== WORKING DATA
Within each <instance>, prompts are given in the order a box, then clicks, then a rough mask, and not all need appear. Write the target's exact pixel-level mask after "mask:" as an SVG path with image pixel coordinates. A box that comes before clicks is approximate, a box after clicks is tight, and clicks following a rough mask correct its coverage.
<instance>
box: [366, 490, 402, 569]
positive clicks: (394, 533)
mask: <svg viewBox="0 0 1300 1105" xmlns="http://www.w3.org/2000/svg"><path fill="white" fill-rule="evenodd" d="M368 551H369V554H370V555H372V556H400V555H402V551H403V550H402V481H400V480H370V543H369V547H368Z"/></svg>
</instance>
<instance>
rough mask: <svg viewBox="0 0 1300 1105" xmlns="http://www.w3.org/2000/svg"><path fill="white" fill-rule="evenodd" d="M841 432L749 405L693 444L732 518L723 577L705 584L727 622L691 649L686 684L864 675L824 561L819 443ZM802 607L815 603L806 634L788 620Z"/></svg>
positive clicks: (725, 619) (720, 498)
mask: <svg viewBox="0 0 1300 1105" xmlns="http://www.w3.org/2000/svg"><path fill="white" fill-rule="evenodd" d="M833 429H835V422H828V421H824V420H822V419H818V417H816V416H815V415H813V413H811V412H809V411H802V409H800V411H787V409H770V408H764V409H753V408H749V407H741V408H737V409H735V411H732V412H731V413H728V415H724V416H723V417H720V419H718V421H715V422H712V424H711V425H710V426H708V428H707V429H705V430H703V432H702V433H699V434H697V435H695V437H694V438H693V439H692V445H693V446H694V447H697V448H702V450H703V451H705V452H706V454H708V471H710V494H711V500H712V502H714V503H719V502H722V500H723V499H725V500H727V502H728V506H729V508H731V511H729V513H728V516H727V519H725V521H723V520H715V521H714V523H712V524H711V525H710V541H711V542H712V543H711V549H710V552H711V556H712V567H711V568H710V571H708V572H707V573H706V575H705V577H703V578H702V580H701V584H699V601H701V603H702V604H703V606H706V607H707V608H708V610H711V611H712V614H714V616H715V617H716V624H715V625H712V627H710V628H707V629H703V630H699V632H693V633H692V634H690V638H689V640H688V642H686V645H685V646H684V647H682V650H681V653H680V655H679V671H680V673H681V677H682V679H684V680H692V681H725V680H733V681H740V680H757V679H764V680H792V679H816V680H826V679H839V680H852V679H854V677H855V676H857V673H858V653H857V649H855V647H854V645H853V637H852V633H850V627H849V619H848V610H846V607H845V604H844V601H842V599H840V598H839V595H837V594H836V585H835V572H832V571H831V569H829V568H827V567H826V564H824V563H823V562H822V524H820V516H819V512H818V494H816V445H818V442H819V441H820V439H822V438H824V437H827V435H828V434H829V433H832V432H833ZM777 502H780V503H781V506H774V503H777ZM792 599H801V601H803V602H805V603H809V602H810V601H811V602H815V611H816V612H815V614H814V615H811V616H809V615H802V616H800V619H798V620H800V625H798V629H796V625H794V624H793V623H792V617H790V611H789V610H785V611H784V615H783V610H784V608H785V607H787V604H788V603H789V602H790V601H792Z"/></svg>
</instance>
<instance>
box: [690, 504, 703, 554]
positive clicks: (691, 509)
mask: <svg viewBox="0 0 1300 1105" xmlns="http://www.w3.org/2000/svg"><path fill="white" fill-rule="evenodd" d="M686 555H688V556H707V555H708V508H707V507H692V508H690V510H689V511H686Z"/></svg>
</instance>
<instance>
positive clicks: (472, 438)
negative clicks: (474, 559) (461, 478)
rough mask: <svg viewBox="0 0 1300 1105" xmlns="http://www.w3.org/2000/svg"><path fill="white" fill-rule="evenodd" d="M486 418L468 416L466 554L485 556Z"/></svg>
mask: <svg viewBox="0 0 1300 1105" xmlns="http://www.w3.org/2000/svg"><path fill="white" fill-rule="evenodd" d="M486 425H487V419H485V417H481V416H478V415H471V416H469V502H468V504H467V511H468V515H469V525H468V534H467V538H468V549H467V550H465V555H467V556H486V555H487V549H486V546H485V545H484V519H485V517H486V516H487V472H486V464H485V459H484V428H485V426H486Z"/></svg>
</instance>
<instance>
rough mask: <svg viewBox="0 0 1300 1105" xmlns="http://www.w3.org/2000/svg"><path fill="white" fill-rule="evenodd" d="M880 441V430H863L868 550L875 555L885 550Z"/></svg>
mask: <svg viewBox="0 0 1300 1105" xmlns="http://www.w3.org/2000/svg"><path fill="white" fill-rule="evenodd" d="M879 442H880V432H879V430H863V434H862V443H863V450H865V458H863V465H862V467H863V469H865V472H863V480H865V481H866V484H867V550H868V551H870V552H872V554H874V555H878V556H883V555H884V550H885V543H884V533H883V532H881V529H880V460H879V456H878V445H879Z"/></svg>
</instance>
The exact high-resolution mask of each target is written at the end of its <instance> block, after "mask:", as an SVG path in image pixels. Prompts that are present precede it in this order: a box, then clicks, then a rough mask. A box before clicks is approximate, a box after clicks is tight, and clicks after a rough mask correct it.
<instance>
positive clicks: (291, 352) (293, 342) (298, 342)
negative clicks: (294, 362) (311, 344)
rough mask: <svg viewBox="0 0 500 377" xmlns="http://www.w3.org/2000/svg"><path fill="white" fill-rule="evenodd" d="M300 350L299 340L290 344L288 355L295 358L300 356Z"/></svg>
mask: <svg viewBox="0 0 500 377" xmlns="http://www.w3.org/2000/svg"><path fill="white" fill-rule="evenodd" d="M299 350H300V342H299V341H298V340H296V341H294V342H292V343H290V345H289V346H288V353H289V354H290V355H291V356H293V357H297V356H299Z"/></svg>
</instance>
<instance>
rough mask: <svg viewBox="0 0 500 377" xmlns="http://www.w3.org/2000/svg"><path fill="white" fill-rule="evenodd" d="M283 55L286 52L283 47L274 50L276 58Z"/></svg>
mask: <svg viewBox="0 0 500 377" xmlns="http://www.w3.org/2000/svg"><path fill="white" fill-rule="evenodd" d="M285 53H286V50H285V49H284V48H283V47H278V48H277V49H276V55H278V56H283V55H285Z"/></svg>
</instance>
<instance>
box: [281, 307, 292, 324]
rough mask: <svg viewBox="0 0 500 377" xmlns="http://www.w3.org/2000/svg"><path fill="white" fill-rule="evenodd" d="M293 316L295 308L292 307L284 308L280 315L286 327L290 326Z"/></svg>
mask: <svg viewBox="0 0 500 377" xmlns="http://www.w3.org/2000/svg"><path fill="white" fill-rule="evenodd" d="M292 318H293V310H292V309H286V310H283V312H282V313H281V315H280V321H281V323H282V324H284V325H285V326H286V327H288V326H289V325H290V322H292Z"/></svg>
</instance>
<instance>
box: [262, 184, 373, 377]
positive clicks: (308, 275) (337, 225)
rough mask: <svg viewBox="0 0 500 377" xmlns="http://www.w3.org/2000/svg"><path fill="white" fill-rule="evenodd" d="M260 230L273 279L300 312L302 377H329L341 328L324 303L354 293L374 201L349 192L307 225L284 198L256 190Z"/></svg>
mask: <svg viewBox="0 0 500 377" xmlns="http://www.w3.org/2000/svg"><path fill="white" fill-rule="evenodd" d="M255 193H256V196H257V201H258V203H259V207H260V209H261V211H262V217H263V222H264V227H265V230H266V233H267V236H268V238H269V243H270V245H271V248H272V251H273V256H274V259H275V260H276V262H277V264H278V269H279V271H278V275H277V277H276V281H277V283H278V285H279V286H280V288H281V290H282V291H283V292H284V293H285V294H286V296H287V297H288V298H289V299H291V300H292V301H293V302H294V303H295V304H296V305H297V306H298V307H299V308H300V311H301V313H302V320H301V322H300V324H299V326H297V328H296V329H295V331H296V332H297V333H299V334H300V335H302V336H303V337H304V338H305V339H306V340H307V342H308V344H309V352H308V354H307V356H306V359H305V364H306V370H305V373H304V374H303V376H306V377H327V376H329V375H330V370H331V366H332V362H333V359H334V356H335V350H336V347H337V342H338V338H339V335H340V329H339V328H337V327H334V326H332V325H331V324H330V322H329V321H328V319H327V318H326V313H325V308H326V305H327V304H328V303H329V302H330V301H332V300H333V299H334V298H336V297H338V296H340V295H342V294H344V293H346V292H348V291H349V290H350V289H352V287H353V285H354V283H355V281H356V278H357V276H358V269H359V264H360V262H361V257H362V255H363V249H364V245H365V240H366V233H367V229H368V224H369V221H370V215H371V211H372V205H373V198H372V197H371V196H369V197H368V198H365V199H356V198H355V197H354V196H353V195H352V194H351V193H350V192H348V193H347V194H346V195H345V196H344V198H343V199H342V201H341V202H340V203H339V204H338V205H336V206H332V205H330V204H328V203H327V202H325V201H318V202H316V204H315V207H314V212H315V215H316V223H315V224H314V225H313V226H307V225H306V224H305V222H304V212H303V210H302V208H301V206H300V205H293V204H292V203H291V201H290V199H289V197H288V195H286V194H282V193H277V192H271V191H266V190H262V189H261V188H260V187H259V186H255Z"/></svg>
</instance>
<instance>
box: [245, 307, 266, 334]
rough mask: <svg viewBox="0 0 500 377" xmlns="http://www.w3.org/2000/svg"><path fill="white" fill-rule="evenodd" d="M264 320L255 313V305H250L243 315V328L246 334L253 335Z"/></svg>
====
DESCRIPTION OF THE TASK -
Pick out every line of the listing above that contains the string "before", copying each one in full. Case counts.

ANSWER AREA -
Within each <instance>, prompts are given in the order a box, then clicks, then a rough mask, and not all need appear. Write the target's exact pixel-level mask after "mask:" as an SVG path with image pixel coordinates. A box that comes before clicks is approximate, a box after clicks is tight, and clicks following a rough mask correct its coverage.
The exact high-resolution mask of each target is written at the end of its <instance> block, after "mask:", as an SVG path in image pixels. Prompts that are present precede it in this order: a box, then clicks, then a rough mask. A box before clicks is approximate, a box after clicks is tight, and clicks after a rough mask correct it.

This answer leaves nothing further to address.